## PROBLEM TO SOLVE
According to the news article on the debt ceiling deal, until when would the deal suspend the borrowing limit?

## DOCUMENT SEGMENT
- - -

Wall Street anxiously awaits Congress debt deal vote

House minority leader Hakeem Jeffries, D-N.Y., urged his caucus to support a debt ceiling deal Wednesday, saying that lawmakers “cannot allow the perfect to be the enemy of the good.”

Bloomberg News

WASHINGTON —  Between a hectic day of caucus meetings and press conferences, leaders from both parties scrambled to win “yea” votes among their members on the debt ceiling deal ahead of a critical House vote scheduled for late Wednesday evening — only days before a potential default that would upend the U.S. financial system. 

The leaders of both parties still expect the bill to pass, but the tally of “nos” grew in the afternoon leading up to the vote. This likely means that Republicans will need to gain Democrats’ support to get the bill through the lower chamber, according to five people familiar with negotiations. 

The deal, brokered in part by House Financial Services Committee Chairman Patrick McHenry, R-N.C., was met with a sigh of relief from Wall Street when it was announced over the weekend. 

The deal would avert a default that would be catastrophic for banks by suspending the borrowing limit until January 2025. Bank CEOs had been pushing for such a deal when they visited Washington a few weeks ago, according to three people familiar with the meetings between congressional leadership and Wall Street executives. 

Markets ticked down in the lead-up to the vote. The Dow Jones Industrial Average dropped 118 points, or 0.3%, while the S&P 500 decreased .5% and the Nasdaq slipped 0.4%. 

The bill would cut federal spending by $1.5 trillion over a decade, the Congressional Budget Office said. It would impose stricter work requirements for some food stamp recipients and claw back some funding for the Internal Revenue Service and coronavirus relief. The bill would also end President Joe Biden’s student loan repayment freeze. 

“In a progressive-left administration and Democratic Senate, we will now have new work requirements,” McHenry told reporters. “We have conservative reforms that are included in this debt ceiling, and these things should help Republicans rally to the cause.”

Still, an ultra-conservative group of House Republicans continued to threaten the deal’s passage.

- - -

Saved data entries
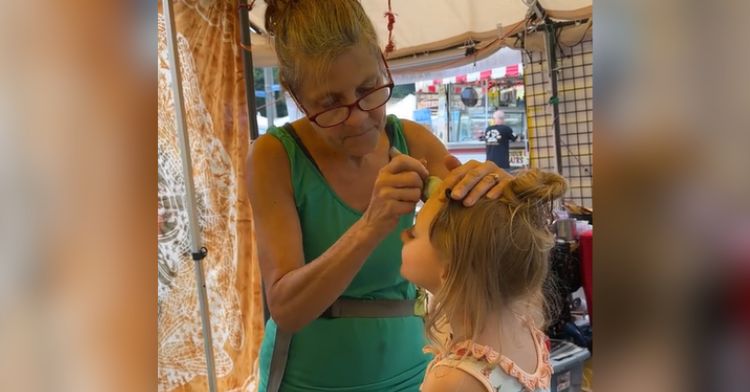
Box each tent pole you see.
[163,0,216,392]
[244,0,258,141]
[544,21,563,174]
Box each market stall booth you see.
[158,0,591,391]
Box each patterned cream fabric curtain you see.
[158,0,263,391]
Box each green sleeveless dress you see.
[258,115,432,392]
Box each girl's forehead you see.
[417,197,445,224]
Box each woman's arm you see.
[246,135,427,332]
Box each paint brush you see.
[388,146,443,201]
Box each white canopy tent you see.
[249,0,592,75]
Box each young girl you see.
[401,170,566,392]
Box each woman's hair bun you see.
[508,169,568,204]
[265,0,297,34]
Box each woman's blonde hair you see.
[265,0,380,92]
[425,169,567,348]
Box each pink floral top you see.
[424,319,552,392]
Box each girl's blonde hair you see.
[425,169,567,349]
[265,0,380,93]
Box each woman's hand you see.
[363,154,429,236]
[443,155,513,207]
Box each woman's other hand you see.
[363,154,429,236]
[443,155,513,207]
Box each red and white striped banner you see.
[414,64,523,93]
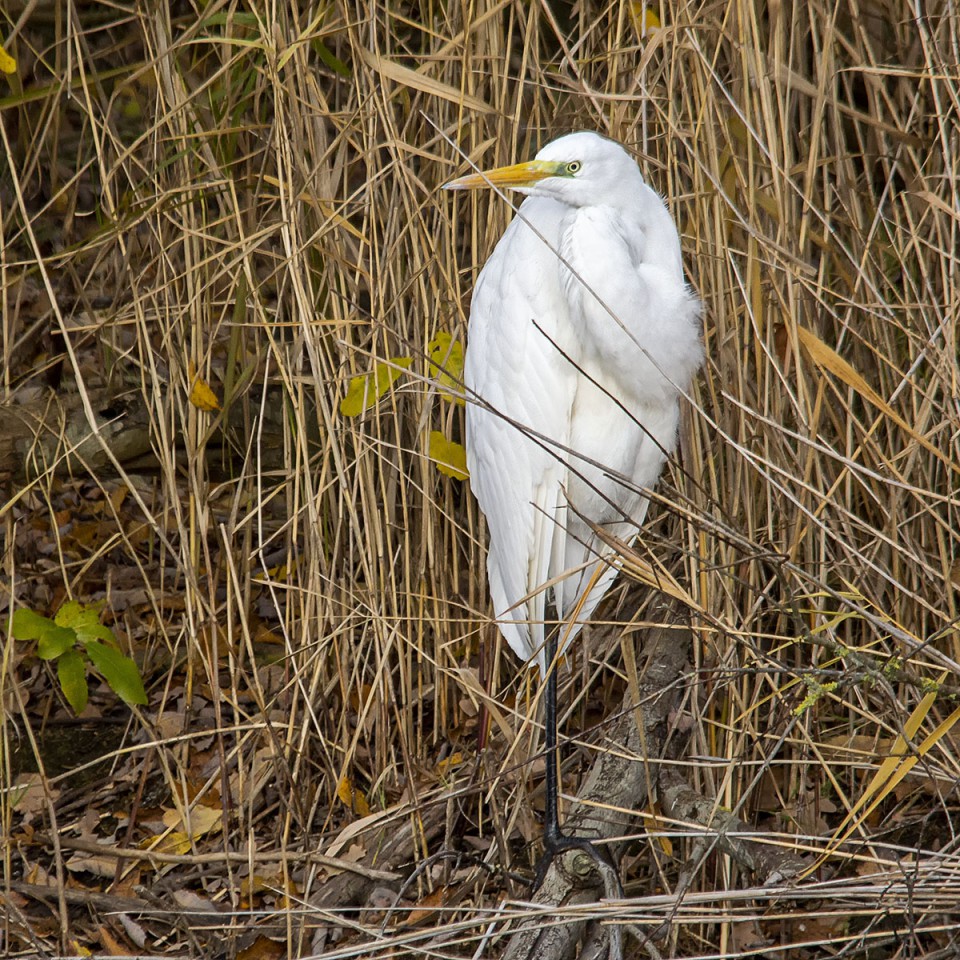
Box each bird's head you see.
[444,131,644,207]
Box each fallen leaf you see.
[427,430,470,480]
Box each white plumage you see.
[448,132,702,672]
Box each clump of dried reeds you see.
[0,0,960,956]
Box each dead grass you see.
[0,0,960,957]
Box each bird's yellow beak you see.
[443,160,566,190]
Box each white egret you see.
[446,132,703,880]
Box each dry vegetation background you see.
[0,0,960,960]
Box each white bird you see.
[446,132,703,879]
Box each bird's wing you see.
[464,198,576,670]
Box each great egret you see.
[446,131,703,882]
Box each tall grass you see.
[0,0,960,956]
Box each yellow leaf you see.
[340,357,413,417]
[337,776,370,817]
[0,47,17,73]
[436,751,463,777]
[797,323,960,473]
[427,333,465,407]
[190,377,220,413]
[428,430,470,480]
[630,0,662,39]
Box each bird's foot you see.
[533,832,623,898]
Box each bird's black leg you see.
[533,627,619,890]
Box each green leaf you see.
[340,357,413,417]
[57,650,90,713]
[427,333,466,407]
[56,600,116,643]
[13,609,77,660]
[428,430,469,480]
[86,640,147,704]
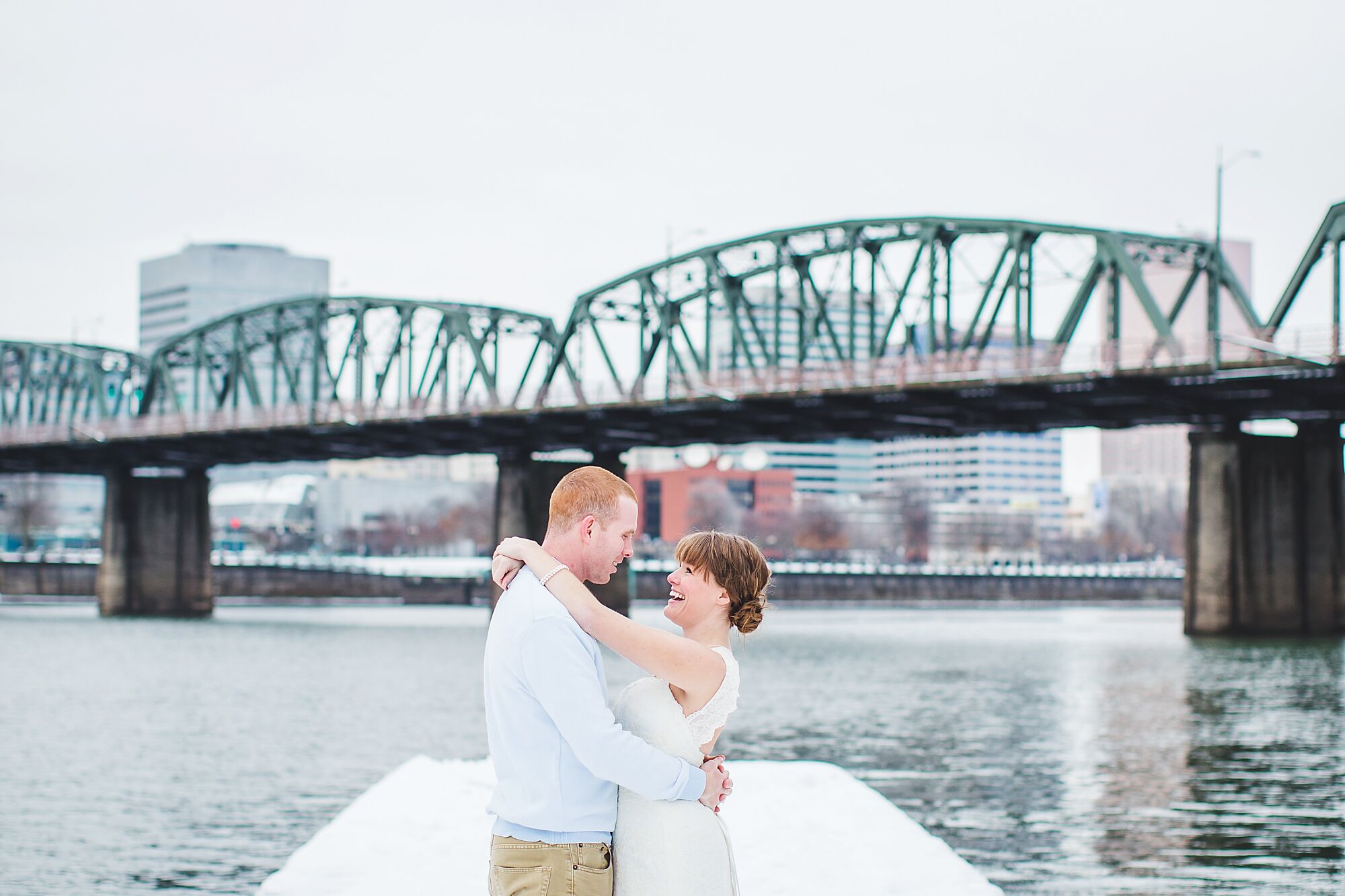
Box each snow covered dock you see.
[258,756,1002,896]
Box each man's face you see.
[585,497,640,585]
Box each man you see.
[484,467,728,896]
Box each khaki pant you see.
[491,837,612,896]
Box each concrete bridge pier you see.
[491,451,635,614]
[94,467,215,618]
[1182,423,1345,635]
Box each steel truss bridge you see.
[0,203,1345,473]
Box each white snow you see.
[258,756,1002,896]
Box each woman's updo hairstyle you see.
[672,529,771,635]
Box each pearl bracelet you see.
[539,564,569,585]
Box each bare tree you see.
[794,497,850,553]
[686,479,746,532]
[1102,482,1186,560]
[892,482,929,563]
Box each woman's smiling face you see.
[663,564,728,628]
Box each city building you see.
[325,455,498,483]
[625,464,794,544]
[1098,423,1190,491]
[140,242,330,354]
[628,430,1065,560]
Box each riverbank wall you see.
[0,560,1182,604]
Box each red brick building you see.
[625,464,794,544]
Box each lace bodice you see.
[686,647,738,745]
[612,647,738,896]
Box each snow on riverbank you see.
[258,756,1002,896]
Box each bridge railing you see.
[0,329,1338,445]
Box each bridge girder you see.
[0,340,149,434]
[140,296,570,421]
[538,216,1291,406]
[0,203,1345,460]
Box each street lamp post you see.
[1205,145,1260,370]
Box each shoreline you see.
[0,595,1181,611]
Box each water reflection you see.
[0,607,1345,896]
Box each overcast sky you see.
[0,0,1345,484]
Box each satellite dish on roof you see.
[682,445,714,470]
[738,445,771,473]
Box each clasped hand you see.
[701,756,733,811]
[491,537,538,589]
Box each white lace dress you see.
[612,647,738,896]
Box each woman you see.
[491,532,771,896]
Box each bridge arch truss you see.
[539,206,1345,405]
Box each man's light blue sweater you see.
[486,569,705,844]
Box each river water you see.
[0,606,1345,896]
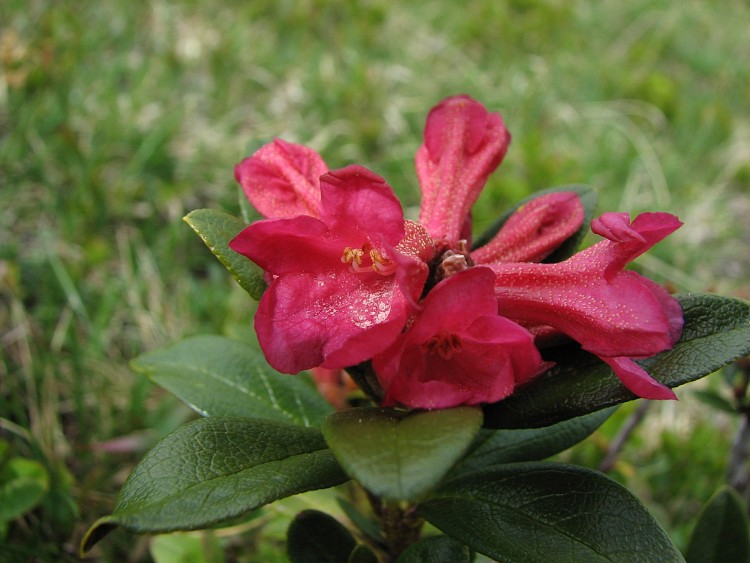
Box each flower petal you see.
[602,357,677,401]
[373,268,542,408]
[491,214,682,358]
[234,139,328,219]
[320,164,404,246]
[255,270,409,373]
[471,192,584,264]
[229,215,336,276]
[416,95,510,245]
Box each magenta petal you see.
[601,357,677,401]
[592,213,682,277]
[320,165,404,246]
[416,96,510,246]
[234,139,328,219]
[471,192,584,264]
[373,268,541,408]
[255,271,408,373]
[229,215,336,276]
[491,213,682,358]
[500,262,674,357]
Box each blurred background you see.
[0,0,750,563]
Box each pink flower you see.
[234,139,328,219]
[415,95,510,247]
[230,166,433,373]
[230,95,682,408]
[373,268,542,409]
[490,213,683,399]
[471,192,584,264]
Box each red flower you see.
[373,268,542,409]
[231,96,682,408]
[415,96,510,247]
[490,213,683,399]
[234,139,328,219]
[230,166,433,373]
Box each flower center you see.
[419,331,463,360]
[341,242,396,276]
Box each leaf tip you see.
[78,516,118,558]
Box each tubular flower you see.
[471,192,584,264]
[230,166,433,373]
[373,268,542,409]
[415,96,510,247]
[230,95,683,408]
[490,213,683,399]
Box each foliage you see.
[0,0,750,561]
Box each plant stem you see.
[368,493,424,563]
[599,400,651,473]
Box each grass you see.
[0,0,750,561]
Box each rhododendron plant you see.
[230,96,682,408]
[82,95,750,563]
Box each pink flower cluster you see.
[230,96,683,408]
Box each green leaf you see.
[419,462,683,563]
[336,497,383,543]
[450,407,617,478]
[131,336,333,427]
[685,488,750,563]
[0,457,49,522]
[184,209,266,301]
[286,510,357,563]
[347,543,380,563]
[149,532,225,563]
[396,536,473,563]
[81,417,347,552]
[321,407,482,500]
[472,185,598,263]
[485,294,750,428]
[693,389,738,415]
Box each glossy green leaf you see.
[286,510,357,563]
[0,457,49,522]
[81,417,347,551]
[419,462,683,563]
[685,488,750,563]
[149,532,226,563]
[321,407,482,500]
[473,185,598,263]
[485,294,750,428]
[336,497,383,543]
[131,336,333,427]
[184,209,266,300]
[347,543,380,563]
[396,536,473,563]
[451,407,617,478]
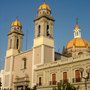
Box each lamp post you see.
[79,68,90,90]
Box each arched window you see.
[9,39,12,49]
[52,73,56,85]
[38,25,41,37]
[22,58,27,69]
[47,25,50,36]
[75,70,80,82]
[16,39,19,49]
[39,77,42,86]
[63,72,67,82]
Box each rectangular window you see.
[39,77,42,86]
[75,70,80,82]
[52,73,56,85]
[63,72,67,82]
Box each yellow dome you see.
[66,38,89,49]
[11,19,22,27]
[38,3,51,10]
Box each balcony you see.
[72,78,82,83]
[49,81,57,85]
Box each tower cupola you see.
[38,2,51,15]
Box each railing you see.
[72,78,82,83]
[49,81,57,85]
[60,79,69,83]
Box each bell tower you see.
[74,18,81,38]
[33,2,54,65]
[6,19,23,57]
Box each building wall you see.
[13,50,32,88]
[36,54,90,90]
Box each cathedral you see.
[1,3,90,90]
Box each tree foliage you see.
[57,82,76,90]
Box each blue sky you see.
[0,0,90,68]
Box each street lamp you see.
[79,68,90,90]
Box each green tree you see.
[57,82,76,90]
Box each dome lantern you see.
[11,18,22,27]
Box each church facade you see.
[2,3,90,90]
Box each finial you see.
[76,17,78,25]
[44,0,46,3]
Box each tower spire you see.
[76,17,78,25]
[74,17,81,38]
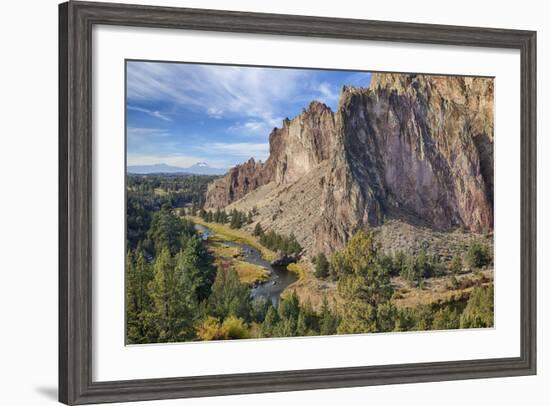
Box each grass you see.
[393,270,493,308]
[188,216,277,262]
[154,187,168,196]
[203,228,269,285]
[286,263,306,282]
[208,241,241,258]
[231,259,269,285]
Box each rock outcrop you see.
[206,74,493,252]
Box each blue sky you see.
[126,61,371,168]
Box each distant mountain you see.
[127,162,227,175]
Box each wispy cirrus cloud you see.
[127,62,305,134]
[126,61,370,168]
[196,142,269,160]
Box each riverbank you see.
[190,216,277,262]
[207,240,269,286]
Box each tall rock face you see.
[205,102,336,209]
[207,74,493,252]
[205,158,272,209]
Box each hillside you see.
[205,73,493,255]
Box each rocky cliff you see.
[206,74,493,252]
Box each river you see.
[195,224,297,305]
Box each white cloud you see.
[317,82,339,104]
[126,153,231,168]
[197,142,269,160]
[127,62,305,133]
[128,106,172,121]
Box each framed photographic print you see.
[59,2,536,404]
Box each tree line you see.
[126,174,215,249]
[126,206,493,344]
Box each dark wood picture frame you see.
[59,2,536,404]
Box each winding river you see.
[195,224,297,305]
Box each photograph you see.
[127,60,494,345]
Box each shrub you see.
[313,252,329,279]
[466,241,493,268]
[449,255,462,275]
[460,285,494,328]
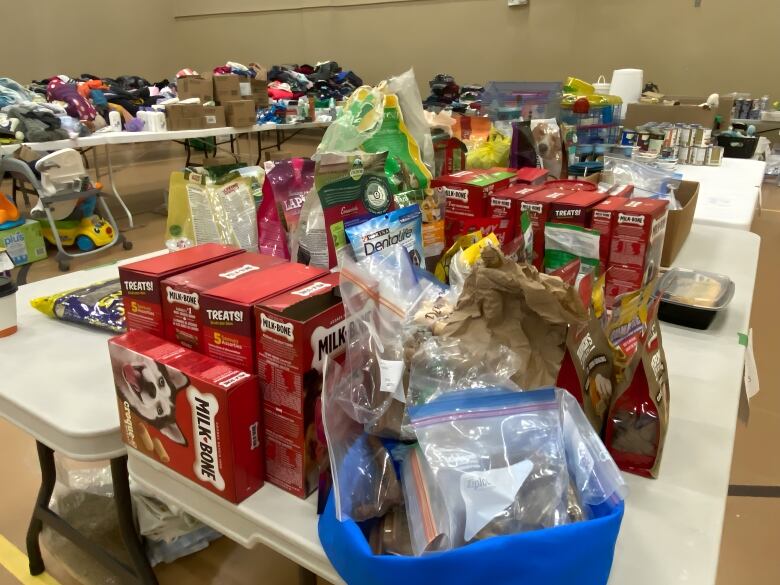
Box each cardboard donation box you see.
[255,274,347,498]
[223,100,257,128]
[109,331,264,503]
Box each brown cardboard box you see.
[212,75,241,106]
[203,106,227,128]
[224,100,257,128]
[165,104,206,130]
[623,95,734,128]
[176,77,214,104]
[239,79,268,108]
[661,181,699,266]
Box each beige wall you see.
[0,0,177,84]
[0,0,780,99]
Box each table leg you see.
[298,566,317,585]
[111,455,157,585]
[105,144,135,228]
[27,441,57,575]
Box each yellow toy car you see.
[40,215,114,252]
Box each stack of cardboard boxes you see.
[166,75,260,130]
[110,244,346,503]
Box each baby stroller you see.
[0,148,133,272]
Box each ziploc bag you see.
[322,356,401,522]
[345,205,425,267]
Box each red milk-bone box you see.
[431,169,515,219]
[550,191,607,228]
[255,274,346,498]
[590,197,628,274]
[485,185,542,232]
[200,262,328,373]
[162,252,285,352]
[606,199,667,304]
[520,189,571,270]
[119,244,244,337]
[108,331,264,503]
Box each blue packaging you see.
[344,204,425,266]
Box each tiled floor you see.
[0,143,780,585]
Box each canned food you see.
[691,146,707,166]
[705,146,723,167]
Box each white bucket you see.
[609,69,644,104]
[593,75,612,95]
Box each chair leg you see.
[111,455,157,585]
[27,441,57,575]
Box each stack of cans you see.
[620,122,723,166]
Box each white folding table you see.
[0,224,759,585]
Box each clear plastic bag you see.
[599,156,682,209]
[408,337,520,406]
[322,356,401,522]
[410,388,625,547]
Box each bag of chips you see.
[30,278,125,333]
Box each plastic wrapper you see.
[322,357,401,522]
[410,388,625,547]
[30,278,125,333]
[387,69,436,172]
[345,205,425,267]
[466,128,512,169]
[314,85,384,159]
[599,156,682,210]
[166,167,265,251]
[257,158,314,259]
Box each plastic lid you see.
[660,268,734,311]
[0,276,16,297]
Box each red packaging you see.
[550,191,607,228]
[255,274,346,498]
[520,189,571,270]
[516,167,550,186]
[431,169,515,219]
[162,252,286,352]
[108,331,263,503]
[119,244,244,337]
[590,197,628,274]
[606,199,667,304]
[200,263,328,373]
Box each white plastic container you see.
[609,69,644,104]
[0,276,16,337]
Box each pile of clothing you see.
[268,61,363,100]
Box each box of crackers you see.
[109,331,264,503]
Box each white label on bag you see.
[460,459,533,542]
[376,357,406,404]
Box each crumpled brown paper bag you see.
[434,247,587,389]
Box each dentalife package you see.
[309,153,395,268]
[108,331,264,503]
[119,244,243,337]
[346,204,425,268]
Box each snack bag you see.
[544,223,601,274]
[30,278,125,333]
[345,205,425,268]
[604,282,669,478]
[555,276,612,434]
[308,153,394,268]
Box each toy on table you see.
[0,193,24,230]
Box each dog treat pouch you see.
[314,153,395,268]
[345,204,425,268]
[604,283,669,478]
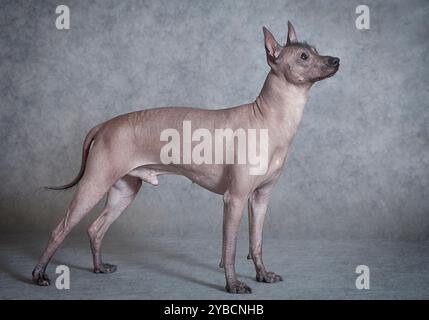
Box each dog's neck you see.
[254,71,311,138]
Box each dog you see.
[32,22,340,293]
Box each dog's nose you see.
[328,57,340,67]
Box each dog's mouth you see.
[314,64,340,82]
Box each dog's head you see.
[263,22,340,85]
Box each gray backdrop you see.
[0,0,429,240]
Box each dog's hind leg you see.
[32,144,126,286]
[88,175,142,273]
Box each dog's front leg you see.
[222,191,252,293]
[249,189,283,283]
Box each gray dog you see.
[32,22,339,293]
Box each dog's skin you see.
[32,22,339,293]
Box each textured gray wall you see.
[0,0,429,240]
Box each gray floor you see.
[0,233,429,299]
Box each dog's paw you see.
[94,263,118,273]
[33,272,51,287]
[225,280,252,293]
[256,271,283,283]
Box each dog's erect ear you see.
[262,27,281,65]
[286,21,298,45]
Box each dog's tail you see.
[45,124,102,190]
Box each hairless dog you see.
[32,22,339,293]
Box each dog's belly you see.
[128,164,228,194]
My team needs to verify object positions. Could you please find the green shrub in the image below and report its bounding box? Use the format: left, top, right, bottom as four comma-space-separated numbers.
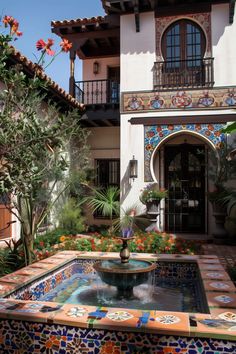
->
34, 228, 70, 249
58, 198, 85, 235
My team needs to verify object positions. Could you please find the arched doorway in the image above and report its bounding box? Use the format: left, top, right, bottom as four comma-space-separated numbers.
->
164, 143, 206, 233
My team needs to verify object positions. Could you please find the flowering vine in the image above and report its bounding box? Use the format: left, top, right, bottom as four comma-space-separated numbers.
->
2, 15, 72, 69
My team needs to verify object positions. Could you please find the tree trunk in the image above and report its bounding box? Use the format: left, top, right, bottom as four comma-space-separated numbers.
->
21, 229, 34, 265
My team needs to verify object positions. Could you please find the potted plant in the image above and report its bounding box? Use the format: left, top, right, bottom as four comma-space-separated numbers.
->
140, 183, 168, 212
207, 144, 236, 244
113, 205, 149, 238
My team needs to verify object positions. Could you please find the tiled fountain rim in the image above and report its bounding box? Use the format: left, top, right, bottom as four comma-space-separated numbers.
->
0, 251, 236, 340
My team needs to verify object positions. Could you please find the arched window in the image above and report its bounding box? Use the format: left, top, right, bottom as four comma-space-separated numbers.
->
157, 19, 213, 88
162, 20, 206, 67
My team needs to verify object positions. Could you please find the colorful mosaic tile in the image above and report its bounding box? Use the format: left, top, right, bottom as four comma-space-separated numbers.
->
0, 320, 236, 354
107, 311, 133, 322
67, 306, 87, 317
144, 122, 225, 182
156, 315, 180, 325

- - -

## RESPONSE TO THE TASK
Until January 2025.